▶ Saved entries:
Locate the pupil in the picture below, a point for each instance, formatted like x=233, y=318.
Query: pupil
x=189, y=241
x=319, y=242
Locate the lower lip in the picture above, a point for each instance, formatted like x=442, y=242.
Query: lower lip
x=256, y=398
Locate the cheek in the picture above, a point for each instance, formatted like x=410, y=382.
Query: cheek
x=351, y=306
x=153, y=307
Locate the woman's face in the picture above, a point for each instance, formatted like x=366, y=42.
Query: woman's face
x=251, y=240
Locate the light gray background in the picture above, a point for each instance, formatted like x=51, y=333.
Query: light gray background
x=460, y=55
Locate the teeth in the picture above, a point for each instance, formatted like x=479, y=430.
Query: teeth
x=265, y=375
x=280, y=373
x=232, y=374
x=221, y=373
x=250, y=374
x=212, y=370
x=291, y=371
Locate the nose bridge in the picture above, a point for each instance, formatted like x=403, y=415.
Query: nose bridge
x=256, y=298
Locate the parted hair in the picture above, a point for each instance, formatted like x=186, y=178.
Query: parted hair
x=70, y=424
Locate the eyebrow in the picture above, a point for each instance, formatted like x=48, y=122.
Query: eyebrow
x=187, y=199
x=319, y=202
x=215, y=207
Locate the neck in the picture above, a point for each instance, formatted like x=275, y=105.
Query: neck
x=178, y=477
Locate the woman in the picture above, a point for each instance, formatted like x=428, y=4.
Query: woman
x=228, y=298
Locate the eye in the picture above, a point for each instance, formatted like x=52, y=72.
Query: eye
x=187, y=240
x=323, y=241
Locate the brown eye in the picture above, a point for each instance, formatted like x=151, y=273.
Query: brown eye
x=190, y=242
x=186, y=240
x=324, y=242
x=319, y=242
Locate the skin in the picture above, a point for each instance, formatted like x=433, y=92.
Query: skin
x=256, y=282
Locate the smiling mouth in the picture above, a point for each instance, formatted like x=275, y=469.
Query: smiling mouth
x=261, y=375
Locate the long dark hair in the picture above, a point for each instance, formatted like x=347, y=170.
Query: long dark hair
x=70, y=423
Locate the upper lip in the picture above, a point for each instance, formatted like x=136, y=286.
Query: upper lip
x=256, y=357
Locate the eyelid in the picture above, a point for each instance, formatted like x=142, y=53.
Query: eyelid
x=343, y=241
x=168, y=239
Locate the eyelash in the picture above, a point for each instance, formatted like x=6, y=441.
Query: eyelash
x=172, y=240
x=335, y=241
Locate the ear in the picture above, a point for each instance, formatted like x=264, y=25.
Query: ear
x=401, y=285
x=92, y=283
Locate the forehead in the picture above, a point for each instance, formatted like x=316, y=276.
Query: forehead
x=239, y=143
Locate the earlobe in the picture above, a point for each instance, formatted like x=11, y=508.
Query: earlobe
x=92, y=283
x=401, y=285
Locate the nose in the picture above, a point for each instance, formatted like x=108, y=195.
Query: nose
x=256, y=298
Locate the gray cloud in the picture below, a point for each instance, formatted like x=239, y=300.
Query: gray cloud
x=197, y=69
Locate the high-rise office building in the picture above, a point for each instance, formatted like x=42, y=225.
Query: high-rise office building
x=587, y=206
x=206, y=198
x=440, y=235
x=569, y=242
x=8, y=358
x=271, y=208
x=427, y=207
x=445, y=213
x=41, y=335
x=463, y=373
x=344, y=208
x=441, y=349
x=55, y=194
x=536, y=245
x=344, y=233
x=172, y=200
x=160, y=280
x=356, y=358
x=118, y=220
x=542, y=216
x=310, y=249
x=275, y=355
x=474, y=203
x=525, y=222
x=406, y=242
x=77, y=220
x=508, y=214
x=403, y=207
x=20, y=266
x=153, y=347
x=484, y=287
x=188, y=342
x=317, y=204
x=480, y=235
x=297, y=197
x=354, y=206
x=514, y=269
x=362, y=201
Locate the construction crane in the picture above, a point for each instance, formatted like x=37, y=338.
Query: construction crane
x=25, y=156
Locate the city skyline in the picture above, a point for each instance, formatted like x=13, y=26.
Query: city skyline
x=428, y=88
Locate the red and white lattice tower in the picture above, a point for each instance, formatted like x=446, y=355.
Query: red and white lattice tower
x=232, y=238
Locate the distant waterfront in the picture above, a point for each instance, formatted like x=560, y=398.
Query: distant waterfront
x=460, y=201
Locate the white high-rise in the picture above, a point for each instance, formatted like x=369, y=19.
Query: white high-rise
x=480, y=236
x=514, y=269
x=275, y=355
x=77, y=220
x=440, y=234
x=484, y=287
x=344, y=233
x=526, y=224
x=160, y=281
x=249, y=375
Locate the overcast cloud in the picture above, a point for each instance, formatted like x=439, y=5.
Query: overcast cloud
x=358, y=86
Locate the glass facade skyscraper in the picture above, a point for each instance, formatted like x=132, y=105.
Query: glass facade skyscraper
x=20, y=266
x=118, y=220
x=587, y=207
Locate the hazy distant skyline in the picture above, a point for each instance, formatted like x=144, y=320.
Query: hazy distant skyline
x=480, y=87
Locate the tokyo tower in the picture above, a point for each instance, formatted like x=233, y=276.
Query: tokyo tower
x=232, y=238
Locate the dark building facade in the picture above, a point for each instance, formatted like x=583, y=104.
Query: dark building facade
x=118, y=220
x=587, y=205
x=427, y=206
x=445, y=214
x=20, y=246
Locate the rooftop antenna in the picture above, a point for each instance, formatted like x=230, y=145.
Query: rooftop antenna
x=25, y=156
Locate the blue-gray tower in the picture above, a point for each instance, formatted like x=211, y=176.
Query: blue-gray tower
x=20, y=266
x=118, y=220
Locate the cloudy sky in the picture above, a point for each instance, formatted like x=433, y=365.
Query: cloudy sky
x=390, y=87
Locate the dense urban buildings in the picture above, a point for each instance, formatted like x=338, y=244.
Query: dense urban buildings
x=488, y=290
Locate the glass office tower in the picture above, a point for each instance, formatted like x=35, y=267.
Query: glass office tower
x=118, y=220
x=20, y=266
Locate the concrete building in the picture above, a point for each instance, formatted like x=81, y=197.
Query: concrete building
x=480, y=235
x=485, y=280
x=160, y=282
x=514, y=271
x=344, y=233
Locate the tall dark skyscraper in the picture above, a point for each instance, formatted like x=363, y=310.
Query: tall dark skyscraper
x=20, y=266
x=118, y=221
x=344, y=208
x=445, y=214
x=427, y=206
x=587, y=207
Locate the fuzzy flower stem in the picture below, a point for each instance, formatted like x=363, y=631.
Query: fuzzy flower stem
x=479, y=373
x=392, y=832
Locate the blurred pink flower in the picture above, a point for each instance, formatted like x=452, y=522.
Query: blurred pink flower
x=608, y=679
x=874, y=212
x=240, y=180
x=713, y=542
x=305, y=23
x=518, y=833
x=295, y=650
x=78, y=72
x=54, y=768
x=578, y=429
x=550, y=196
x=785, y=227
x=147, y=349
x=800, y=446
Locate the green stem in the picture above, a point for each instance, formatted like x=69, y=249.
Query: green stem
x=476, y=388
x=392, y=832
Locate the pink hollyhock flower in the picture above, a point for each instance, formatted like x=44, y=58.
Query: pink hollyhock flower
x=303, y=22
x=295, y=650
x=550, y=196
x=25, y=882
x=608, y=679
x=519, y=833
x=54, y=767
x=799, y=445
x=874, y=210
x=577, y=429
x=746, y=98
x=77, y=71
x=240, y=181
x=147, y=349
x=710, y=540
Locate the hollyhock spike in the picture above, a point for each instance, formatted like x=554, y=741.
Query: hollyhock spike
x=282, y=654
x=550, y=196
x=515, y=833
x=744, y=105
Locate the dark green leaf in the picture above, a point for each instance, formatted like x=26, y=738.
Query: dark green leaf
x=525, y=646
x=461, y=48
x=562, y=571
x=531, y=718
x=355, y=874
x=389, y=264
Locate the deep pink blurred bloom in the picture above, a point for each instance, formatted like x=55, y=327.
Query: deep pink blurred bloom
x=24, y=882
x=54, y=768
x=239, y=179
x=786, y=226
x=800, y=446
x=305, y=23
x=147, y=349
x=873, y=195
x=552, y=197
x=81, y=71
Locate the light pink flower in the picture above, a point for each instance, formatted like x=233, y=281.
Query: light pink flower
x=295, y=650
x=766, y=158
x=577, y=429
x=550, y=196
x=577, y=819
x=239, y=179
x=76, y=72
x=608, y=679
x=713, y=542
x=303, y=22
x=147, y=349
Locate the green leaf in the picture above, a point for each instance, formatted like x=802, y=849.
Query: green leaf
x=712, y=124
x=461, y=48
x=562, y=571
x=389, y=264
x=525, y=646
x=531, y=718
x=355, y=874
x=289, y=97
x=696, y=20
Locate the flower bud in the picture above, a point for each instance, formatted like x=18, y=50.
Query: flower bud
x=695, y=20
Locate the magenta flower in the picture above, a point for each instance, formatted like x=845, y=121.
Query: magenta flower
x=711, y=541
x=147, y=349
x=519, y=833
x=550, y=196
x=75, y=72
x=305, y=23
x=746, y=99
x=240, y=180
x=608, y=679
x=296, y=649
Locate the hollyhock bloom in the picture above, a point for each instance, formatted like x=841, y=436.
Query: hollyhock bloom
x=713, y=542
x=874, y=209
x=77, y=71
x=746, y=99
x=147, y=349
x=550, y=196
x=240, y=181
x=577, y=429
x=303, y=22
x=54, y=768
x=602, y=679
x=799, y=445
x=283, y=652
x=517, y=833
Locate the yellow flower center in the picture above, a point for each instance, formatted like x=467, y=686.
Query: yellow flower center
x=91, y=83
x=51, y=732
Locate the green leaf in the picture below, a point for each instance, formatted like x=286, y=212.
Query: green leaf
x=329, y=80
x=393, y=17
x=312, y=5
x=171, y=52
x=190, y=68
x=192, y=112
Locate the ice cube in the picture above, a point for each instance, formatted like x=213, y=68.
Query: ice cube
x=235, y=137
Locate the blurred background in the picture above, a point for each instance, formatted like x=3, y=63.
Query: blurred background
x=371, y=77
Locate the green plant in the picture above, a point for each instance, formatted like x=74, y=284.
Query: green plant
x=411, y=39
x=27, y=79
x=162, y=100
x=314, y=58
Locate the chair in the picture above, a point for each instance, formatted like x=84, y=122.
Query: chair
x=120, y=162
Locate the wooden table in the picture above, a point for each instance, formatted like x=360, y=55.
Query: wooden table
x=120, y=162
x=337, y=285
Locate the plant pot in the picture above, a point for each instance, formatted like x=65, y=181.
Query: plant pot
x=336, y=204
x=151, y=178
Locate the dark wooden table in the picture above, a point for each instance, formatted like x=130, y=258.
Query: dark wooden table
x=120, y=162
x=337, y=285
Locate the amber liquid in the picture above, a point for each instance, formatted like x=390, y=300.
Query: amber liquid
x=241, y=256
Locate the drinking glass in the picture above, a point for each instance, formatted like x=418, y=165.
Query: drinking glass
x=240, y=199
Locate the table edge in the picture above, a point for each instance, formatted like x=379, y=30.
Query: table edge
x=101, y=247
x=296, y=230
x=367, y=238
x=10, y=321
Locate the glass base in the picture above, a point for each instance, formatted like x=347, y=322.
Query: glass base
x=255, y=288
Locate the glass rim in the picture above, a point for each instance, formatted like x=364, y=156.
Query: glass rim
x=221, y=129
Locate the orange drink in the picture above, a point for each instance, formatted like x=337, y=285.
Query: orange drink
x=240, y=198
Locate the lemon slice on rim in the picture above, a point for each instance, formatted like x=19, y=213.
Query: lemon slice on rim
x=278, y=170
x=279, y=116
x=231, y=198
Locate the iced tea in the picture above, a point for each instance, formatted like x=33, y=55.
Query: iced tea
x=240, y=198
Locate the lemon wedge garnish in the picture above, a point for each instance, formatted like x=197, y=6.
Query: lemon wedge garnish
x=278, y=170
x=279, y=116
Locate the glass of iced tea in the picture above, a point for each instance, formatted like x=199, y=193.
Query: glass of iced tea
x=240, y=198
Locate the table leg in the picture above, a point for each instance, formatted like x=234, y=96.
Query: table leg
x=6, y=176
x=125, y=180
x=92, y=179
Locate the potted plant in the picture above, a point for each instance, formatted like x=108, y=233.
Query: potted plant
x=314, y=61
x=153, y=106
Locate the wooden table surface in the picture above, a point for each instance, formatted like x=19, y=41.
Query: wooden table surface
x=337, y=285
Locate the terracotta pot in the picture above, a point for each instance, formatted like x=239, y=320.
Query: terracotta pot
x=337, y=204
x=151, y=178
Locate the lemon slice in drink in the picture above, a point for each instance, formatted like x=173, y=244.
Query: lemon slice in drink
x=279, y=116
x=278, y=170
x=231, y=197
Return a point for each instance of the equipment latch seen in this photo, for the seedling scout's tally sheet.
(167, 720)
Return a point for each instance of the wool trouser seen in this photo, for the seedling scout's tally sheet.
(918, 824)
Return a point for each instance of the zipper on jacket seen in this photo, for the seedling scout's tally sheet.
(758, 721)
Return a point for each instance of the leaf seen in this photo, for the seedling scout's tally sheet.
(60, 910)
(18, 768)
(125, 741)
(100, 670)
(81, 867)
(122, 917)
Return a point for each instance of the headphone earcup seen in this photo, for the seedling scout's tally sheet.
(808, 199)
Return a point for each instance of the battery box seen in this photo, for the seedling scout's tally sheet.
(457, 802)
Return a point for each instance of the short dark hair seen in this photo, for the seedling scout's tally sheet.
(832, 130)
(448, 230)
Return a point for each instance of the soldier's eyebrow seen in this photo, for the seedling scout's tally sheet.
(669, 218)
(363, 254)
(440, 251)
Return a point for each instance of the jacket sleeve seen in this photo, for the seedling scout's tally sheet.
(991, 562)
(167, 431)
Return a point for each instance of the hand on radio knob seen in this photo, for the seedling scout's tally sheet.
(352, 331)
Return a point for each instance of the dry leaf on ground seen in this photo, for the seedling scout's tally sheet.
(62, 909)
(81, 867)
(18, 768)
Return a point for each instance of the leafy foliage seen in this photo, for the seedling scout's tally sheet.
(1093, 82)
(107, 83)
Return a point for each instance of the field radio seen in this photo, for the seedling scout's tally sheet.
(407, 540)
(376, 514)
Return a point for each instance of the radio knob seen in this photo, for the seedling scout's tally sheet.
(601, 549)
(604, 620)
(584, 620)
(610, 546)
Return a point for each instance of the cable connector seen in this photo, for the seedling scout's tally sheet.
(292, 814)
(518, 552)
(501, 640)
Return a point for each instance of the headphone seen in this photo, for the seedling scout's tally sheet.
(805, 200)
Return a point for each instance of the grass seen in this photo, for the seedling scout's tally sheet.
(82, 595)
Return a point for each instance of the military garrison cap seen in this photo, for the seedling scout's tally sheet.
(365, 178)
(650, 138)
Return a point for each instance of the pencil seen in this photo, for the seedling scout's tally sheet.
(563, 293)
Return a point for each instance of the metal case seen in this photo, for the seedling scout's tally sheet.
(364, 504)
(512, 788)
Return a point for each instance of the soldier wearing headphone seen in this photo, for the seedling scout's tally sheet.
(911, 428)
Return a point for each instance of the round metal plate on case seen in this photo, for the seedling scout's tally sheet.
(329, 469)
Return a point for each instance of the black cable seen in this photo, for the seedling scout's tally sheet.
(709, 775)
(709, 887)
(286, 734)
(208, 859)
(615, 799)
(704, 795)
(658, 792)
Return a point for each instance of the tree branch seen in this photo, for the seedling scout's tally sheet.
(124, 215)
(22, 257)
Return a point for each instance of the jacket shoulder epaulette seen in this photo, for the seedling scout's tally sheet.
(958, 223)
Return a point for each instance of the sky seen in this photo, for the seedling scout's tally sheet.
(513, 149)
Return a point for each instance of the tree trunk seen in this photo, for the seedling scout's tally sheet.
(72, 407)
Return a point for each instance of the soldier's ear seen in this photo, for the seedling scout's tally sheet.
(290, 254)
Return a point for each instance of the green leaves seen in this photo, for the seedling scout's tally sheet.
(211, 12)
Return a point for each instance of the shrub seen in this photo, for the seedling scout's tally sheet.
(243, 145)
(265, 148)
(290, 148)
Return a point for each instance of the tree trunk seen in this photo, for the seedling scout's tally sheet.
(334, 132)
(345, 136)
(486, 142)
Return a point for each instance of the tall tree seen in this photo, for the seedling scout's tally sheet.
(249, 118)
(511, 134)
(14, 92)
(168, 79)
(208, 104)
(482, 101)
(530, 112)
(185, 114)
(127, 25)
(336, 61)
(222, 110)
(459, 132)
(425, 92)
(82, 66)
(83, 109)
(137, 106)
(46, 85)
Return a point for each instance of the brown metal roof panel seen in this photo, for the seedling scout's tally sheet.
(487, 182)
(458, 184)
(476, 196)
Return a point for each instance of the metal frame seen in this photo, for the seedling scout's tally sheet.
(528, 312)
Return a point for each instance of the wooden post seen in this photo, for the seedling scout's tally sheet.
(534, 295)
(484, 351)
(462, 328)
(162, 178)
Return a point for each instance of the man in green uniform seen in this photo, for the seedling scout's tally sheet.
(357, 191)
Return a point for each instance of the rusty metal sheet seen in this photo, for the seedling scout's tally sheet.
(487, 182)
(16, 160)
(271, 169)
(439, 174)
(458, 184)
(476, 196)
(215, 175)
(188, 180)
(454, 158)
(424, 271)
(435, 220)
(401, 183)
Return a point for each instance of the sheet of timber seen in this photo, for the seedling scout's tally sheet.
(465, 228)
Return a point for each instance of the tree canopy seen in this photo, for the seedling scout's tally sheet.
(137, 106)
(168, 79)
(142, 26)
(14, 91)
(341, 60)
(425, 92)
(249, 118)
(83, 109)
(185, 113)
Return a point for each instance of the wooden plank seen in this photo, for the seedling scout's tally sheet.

▶ Problem description: In your reply, restate exactly the lines from the start of the records above through the line holding "Locate the eye in", including both, and nothing else.

▶ Solution below:
Locate the pupil in the picture below, a point for each instance, formatted like x=233, y=318.
Query: pupil
x=189, y=241
x=319, y=242
Locate the lower lip in the picture above, a point for each instance, formatted like x=442, y=242.
Query: lower lip
x=256, y=398
Locate the cheek in the picture above, a point for each instance, formatted like x=410, y=382.
Query: cheek
x=351, y=306
x=153, y=307
Locate the woman's face in the picture above, a point for each instance, formatted like x=366, y=42.
Query: woman's face
x=251, y=240
Locate the light gray background in the picture above, a point for each instance, formatted like x=51, y=333.
Query: light gray background
x=460, y=55
Locate the teeth in the picture above, a point for each instance, formatted like x=479, y=430.
Query: teeth
x=265, y=375
x=280, y=373
x=232, y=374
x=221, y=373
x=250, y=374
x=212, y=370
x=291, y=371
Locate the nose bridge in the picture above, a point for each instance, formatted like x=403, y=415.
Query: nose bridge
x=256, y=298
Locate the parted hair in the picture above, a point for each instance, formatted like x=186, y=178.
Query: parted hair
x=70, y=424
Locate the eyebrow in the picture above, a point for each instance, formatted like x=48, y=122.
Query: eyebrow
x=187, y=199
x=319, y=202
x=215, y=207
Locate the neck in the picture above, a point for each instance, formatted like x=275, y=105.
Query: neck
x=178, y=477
Locate the woman in the picture above, a point for each instance, formatted like x=428, y=4.
Query: woman
x=228, y=298
Locate the eye in the picture above, a point for each instance, formatted like x=52, y=72.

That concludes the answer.